## [Written request]
Arrange every line of the entries below as a numbered list, omitting any blank lines.

## [Available data]
========================

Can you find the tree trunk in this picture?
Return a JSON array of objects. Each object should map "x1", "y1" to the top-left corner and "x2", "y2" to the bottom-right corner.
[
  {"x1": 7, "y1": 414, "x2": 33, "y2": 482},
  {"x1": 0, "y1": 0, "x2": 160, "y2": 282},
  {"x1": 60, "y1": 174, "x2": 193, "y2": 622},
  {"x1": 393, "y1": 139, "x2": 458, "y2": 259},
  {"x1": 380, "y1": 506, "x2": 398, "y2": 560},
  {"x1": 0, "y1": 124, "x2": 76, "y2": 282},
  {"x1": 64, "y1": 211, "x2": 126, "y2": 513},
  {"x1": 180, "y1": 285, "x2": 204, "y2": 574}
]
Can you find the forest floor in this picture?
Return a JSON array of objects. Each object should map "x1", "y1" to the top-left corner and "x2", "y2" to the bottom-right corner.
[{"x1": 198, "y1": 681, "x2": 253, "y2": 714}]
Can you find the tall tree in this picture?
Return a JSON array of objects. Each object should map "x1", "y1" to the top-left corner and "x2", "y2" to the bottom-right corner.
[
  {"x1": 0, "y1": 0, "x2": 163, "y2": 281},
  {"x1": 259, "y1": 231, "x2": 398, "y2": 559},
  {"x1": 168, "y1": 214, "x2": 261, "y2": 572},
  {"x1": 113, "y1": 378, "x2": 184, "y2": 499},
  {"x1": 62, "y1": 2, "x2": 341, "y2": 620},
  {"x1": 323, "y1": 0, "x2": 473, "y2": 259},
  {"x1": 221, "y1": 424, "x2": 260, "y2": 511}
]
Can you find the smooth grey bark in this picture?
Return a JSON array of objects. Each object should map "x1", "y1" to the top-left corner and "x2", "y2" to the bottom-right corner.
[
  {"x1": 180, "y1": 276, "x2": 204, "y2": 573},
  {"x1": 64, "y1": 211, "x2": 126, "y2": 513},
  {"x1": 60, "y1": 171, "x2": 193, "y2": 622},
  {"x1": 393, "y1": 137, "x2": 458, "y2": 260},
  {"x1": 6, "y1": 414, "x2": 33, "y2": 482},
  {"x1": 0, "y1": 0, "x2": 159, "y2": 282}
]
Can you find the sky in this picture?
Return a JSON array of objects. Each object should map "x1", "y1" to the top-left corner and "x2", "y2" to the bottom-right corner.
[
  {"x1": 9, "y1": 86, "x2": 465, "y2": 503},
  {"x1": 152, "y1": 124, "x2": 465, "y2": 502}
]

========================

## [Full response]
1. Can you find the tree trunk in this picture?
2. Return a JSON array of objects. Each object should map "x1", "y1" to the top-left corner and "x2", "y2" to the bottom-right corner.
3. [
4.   {"x1": 7, "y1": 414, "x2": 33, "y2": 482},
5.   {"x1": 0, "y1": 0, "x2": 160, "y2": 282},
6.   {"x1": 60, "y1": 174, "x2": 193, "y2": 622},
7.   {"x1": 393, "y1": 139, "x2": 458, "y2": 259},
8.   {"x1": 380, "y1": 506, "x2": 398, "y2": 560},
9.   {"x1": 0, "y1": 124, "x2": 76, "y2": 282},
10.   {"x1": 64, "y1": 211, "x2": 126, "y2": 513},
11.   {"x1": 180, "y1": 285, "x2": 204, "y2": 574}
12. ]
13. Can you find the forest floor in this picture?
14. Return a JSON array of objects. Each object should map "x1", "y1" to the top-left corner and "x2", "y2" to the bottom-right corner.
15. [{"x1": 198, "y1": 681, "x2": 253, "y2": 714}]
16. Can you find the tall tree in this picture?
17. Return a JSON array of objects. Each object should map "x1", "y1" to the top-left corner and "x2", "y2" to the bottom-right corner.
18. [
19.   {"x1": 0, "y1": 0, "x2": 163, "y2": 281},
20.   {"x1": 259, "y1": 231, "x2": 398, "y2": 559},
21.   {"x1": 168, "y1": 214, "x2": 261, "y2": 572},
22.   {"x1": 113, "y1": 378, "x2": 184, "y2": 499},
23.   {"x1": 62, "y1": 2, "x2": 341, "y2": 620},
24.   {"x1": 323, "y1": 0, "x2": 473, "y2": 259},
25.   {"x1": 221, "y1": 424, "x2": 260, "y2": 511}
26. ]
27. Can you find the smooth grey bark in this picture?
28. Return a JSON array of objects. Each object should map "x1", "y1" to the top-left corner and "x2", "y2" to the bottom-right corner.
29. [
30.   {"x1": 180, "y1": 276, "x2": 204, "y2": 573},
31.   {"x1": 64, "y1": 211, "x2": 126, "y2": 513},
32.   {"x1": 60, "y1": 171, "x2": 193, "y2": 622},
33.   {"x1": 393, "y1": 137, "x2": 458, "y2": 260},
34.   {"x1": 6, "y1": 414, "x2": 33, "y2": 482},
35.   {"x1": 0, "y1": 0, "x2": 159, "y2": 282}
36. ]
37. Can you find the sky in this picture?
38. Return a JSON array of objects. Each object should map "x1", "y1" to the top-left corner and "x2", "y2" to the bottom-right corner.
39. [
40.   {"x1": 9, "y1": 86, "x2": 465, "y2": 503},
41.   {"x1": 152, "y1": 124, "x2": 465, "y2": 502}
42. ]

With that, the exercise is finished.